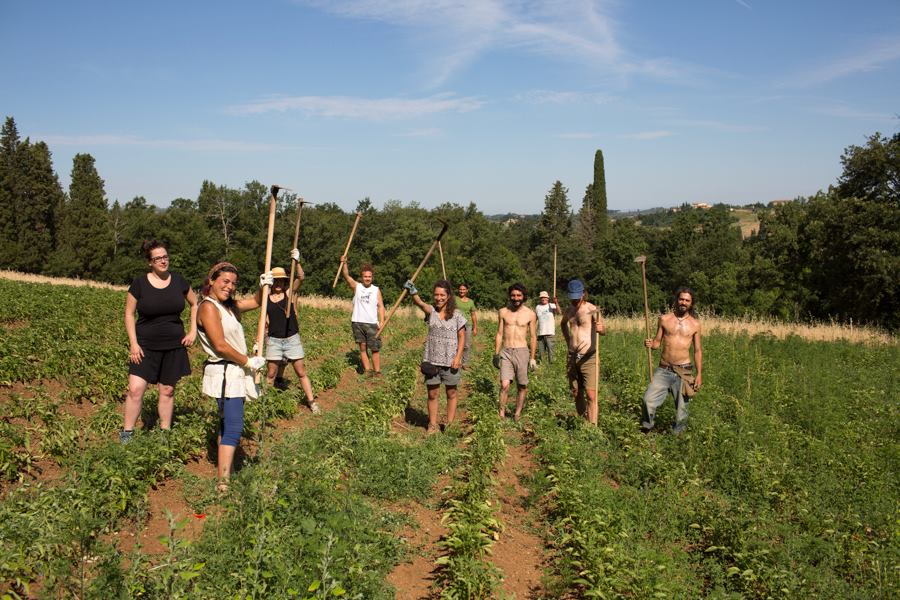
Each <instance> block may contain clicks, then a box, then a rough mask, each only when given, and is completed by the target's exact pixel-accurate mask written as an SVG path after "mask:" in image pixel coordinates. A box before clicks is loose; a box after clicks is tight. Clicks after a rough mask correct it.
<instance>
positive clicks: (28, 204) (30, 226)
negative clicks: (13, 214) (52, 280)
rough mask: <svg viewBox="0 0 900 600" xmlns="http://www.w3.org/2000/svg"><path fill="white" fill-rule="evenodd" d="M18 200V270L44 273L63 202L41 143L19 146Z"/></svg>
mask: <svg viewBox="0 0 900 600" xmlns="http://www.w3.org/2000/svg"><path fill="white" fill-rule="evenodd" d="M19 152H20V154H21V161H20V164H21V165H22V171H21V172H22V178H21V183H22V186H21V191H22V194H21V199H22V201H21V202H19V203H18V205H17V226H18V229H19V231H18V242H19V244H18V245H19V248H20V254H19V265H18V268H19V269H21V270H23V271H28V272H31V273H38V272H41V271H42V270H44V268H45V267H46V264H47V258H48V256H49V255H50V253H51V252H52V251H53V243H54V233H55V222H54V219H55V213H56V209H57V207H58V206H60V204H62V201H63V192H62V187H60V185H59V179H58V178H57V176H56V173H54V171H53V161H52V160H51V157H50V148H48V147H47V144H45V143H44V142H38V143H36V144H28V143H27V141H26V142H25V144H21V145H20V147H19Z"/></svg>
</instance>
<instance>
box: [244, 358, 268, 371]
mask: <svg viewBox="0 0 900 600" xmlns="http://www.w3.org/2000/svg"><path fill="white" fill-rule="evenodd" d="M244 366H245V367H247V368H248V369H250V370H251V371H259V370H260V369H262V368H263V367H264V366H266V359H265V358H263V357H262V356H251V357H250V358H248V359H247V364H245V365H244Z"/></svg>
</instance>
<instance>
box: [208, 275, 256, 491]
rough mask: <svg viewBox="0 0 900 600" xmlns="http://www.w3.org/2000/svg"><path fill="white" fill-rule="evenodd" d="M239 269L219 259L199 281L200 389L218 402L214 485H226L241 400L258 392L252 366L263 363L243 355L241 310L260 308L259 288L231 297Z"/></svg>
mask: <svg viewBox="0 0 900 600" xmlns="http://www.w3.org/2000/svg"><path fill="white" fill-rule="evenodd" d="M271 279H272V275H271V273H264V274H262V275H260V285H261V286H262V285H270V286H271V285H272V281H271ZM237 280H238V275H237V269H236V268H235V267H234V265H232V264H231V263H227V262H221V263H217V264H215V265H213V267H212V269H210V270H209V276H208V277H207V279H206V284H205V285H204V286H203V291H202V296H203V299H202V300H201V301H200V314H199V317H198V323H199V327H198V333H199V337H200V344H201V345H202V346H203V350H205V351H206V353H207V354H208V355H209V358H208V359H207V361H206V363H205V365H204V369H203V393H204V394H206V395H207V396H210V397H211V398H215V399H216V402H217V403H218V405H219V440H218V441H219V453H218V454H219V456H218V477H219V484H218V486H216V489H217V490H219V491H220V492H225V491H227V490H228V478H229V477H230V475H231V464H232V462H234V452H235V450H236V448H237V445H238V443H239V442H240V439H241V432H242V431H243V429H244V399H245V398H246V397H249V398H251V399H252V398H257V397H259V390H258V389H257V387H256V384H255V383H254V381H253V374H254V372H255V371H257V370H259V369H261V368H263V367H264V366H265V365H266V359H265V358H263V357H261V356H252V357H251V356H249V355H248V354H247V341H246V339H245V338H244V327H243V326H242V325H241V321H240V317H241V313H242V312H244V311H247V310H253V309H254V308H258V307H259V306H260V304H261V301H262V291H261V290H259V291H257V293H256V295H255V296H253V297H251V298H241V299H240V300H236V299H235V298H234V292H235V287H236V285H237Z"/></svg>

* JOB ITEM: Transcribe the listing above word for word, from its beginning through the line that contains "negative clicks: (13, 214) (52, 280)". Leave out the picture.

* EXERCISE ANSWER:
Each <instance> block may contain clicks, then a box, then a rough mask, each only when given, and is completed by the target's exact pixel-accurate mask written as an SVG path after "mask:" in image pixel coordinates. A box before clicks is loose; a box after clicks is tight. Clicks after a rough mask correct it.
<instance>
positive clicks: (28, 204) (30, 226)
negative clicks: (13, 214) (52, 280)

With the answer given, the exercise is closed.